Sanayi devrimi sonucu ortaya çıkan yeni yaşam anlayışı toplumun refah talebi ve tüketim eğilimleri endüstriyel üretimin aşırı ölçülerde artmasına yol açmış, aşırı üretim artışı ise doğal kaynakların sınırsızca kullanımını gerekli kılmıştır. Bu bağlamda modernleşme ve kapitalizm ekonomik büyüme ve toplumsal refahı en üst toplumsal değerler haline getirmiştir. Dolayısıyla ekonomik büyümenin gerçekleştirilmesi için doğal kaynakların sınırsızca kullanımı zorunlu bir hale gelmiştir. Bu sürecin neticesinde doğa ile karşılıklılık saygı ilkesine dayalı olarak kurulmuş ilişkiler tamamen ortadan kalkmış; doğa ekonomik refahın sağlanması için sınırsızca kullanılabilecek ve sömürülebilecek bir ekonomik değer olarak algılanmaya başlanmıştır (Tuna, 2001b: 232; Adak, 2010: 373).

Modern insan kim olduğunu unutmaya başladığında, doğal çevre üzerinde egemenlik kurmak, çevreyi kontrol etmek adına yaptıkları, çevreyi tahrip etmeye, yok etmeye dönüşmüştür (Nasr, 1984: 16). İnsanını yaşam anlayışı ve tarzı tabiata ve insana bakışın ürünüdür, tabiatla ilişkisi de bir “efendi-köle” ilişkisidir (Gürsel, 1996: 46).

Sınırlayıcı kutu etiketleme kayıtları —
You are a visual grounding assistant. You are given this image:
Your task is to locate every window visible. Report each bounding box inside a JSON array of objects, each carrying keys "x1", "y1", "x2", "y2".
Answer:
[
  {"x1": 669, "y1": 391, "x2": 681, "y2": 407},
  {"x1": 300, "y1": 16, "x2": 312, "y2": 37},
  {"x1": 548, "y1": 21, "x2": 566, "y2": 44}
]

Talimatlar ve koşullar —
Sanayi devrimi ve doğa üzerine olan metinde "Sanayi devrimi sonucu" ile başlayıp "Adak, 2010: 373)." ile biten kısmı, iki ifade de dahil olmak üzere, hiç değiştirmeden tekrarlar mısın? Kayıtların bu işte hiçbir rolü yoktur.

Alıştırma çıktısı —
Sanayi devrimi sonucu ortaya çıkan yeni yaşam anlayışı toplumun refah talebi ve tüketim eğilimleri endüstriyel üretimin aşırı ölçülerde artmasına yol açmış, aşırı üretim artışı ise doğal kaynakların sınırsızca kullanımını gerekli kılmıştır. Bu bağlamda modernleşme ve kapitalizm ekonomik büyüme ve toplumsal refahı en üst toplumsal değerler haline getirmiştir. Dolayısıyla ekonomik büyümenin gerçekleştirilmesi için doğal kaynakların sınırsızca kullanımı zorunlu bir hale gelmiştir. Bu sürecin neticesinde doğa ile karşılıklılık saygı ilkesine dayalı olarak kurulmuş ilişkiler tamamen ortadan kalkmış; doğa ekonomik refahın sağlanması için sınırsızca kullanılabilecek ve sömürülebilecek bir ekonomik değer olarak algılanmaya başlanmıştır (Tuna, 2001b: 232; Adak, 2010: 373).